SUPPLIED TEXT:
[start]
Mark Ricard, Matt Harvey and I took a short sunny photo break yesterday afternoon.

This week it has been dryer. The mud has receded and we've  shaped and fitted stones onto the wall now to well over our waist. 



Friday, January 27, 2017

Already looks cozy.



This 'work in progress' is already starting to look stunning. It's a simple, effective and nicely proportioned raised fire pit being built by Royce Kelly here in Gualala. The pleasing circle of dry laid firebricks is skilfully interfingered with the mica schist material to give the feeling of being naturally nestled into the corner of the walled enclosure. Everything is built dry laid.  

Thursday, January 26, 2017

Stone and Sunlight


The sunrise was hauntingly beautiful yesterday morning when we arrived at the Irish Tower.


The sunlight poured through the upper balcony door onto the granite baluster panel casting a beautiful salmon colour filigree pattern onto the interior tower wall.

Photo by Mark Ricard


Tuesday, January 24, 2017

Who is that white haired guy?



John Fisher's  artistic talents know no bounds. Not only is he an superbly accomplished sculptor both in stone and in wood, he also paints beautifully in watercolour and now paints in digital form on his new iPad using a painting app called Procreation. 

He visited us a couple days ago and did this illustration of  Mark and some other old fart working on the new diagonally laid granite block 'Wave Wall'.

Below is the link that shows the process of paint strokes being applied to create the above image. It's so rewarding to see amazing digital technology combined with amazing 
artistic talent .

https://www.facebook.com/john.fisher.10004/posts/10208626998219592


Now I think I need to get that app, and a stylus, oh yes, and a new iPad !


Monday, January 23, 2017

Melting Snowhenge

 

This melting circle of 'standing snows' was much taller when I made it in Ontario before the late December rains. Each upright was made from a large snowman size snow ball rolled into place and then sculpted into a square 3 foot high, 1x1 column. It occurs to me the huge standing stones of Stonehenge and other stone circles found in many parts of Britain might have more easily been rolled into place as big round boulders and then sculpted into upright columns too? And of course, made of stone, they didn't  melt 




Sunday, January 22, 2017

Concave and confounding.


Our retaining wall sits between two basalt columns. By designing it to have not only a diagonal pattern (see Friday's post) but also be concave in shape, both laterally and vertically, we not only make a stronger structure, we give ourselves lots of options for tilting the granite blocks so that a lot of the many slight differences in their sizes can be accommodated.
[end]
Set down the passage of the stonework blog entries between "The sunlight poured" and "white haired guy?", inclusive, reproducing it word for word. Rely solely on the stonework blog entries to complete the work.

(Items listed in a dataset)
[start]
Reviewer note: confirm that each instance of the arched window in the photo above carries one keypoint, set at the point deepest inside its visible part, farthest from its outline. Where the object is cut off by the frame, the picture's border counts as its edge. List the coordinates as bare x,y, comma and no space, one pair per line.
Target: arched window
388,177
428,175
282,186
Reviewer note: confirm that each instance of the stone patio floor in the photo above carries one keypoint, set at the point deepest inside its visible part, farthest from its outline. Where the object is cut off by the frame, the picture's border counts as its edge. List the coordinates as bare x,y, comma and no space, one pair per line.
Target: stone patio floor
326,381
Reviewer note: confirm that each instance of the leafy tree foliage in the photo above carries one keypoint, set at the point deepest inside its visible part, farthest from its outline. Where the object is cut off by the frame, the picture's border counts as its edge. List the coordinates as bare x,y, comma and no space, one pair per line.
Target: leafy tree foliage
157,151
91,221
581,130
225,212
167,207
[end]
RESULT OF THIS TASK:
The sunlight poured through the upper balcony door onto the granite baluster panel casting a beautiful salmon colour filigree pattern onto the interior tower wall.

Photo by Mark Ricard


Tuesday, January 24, 2017

Who is that white haired guy?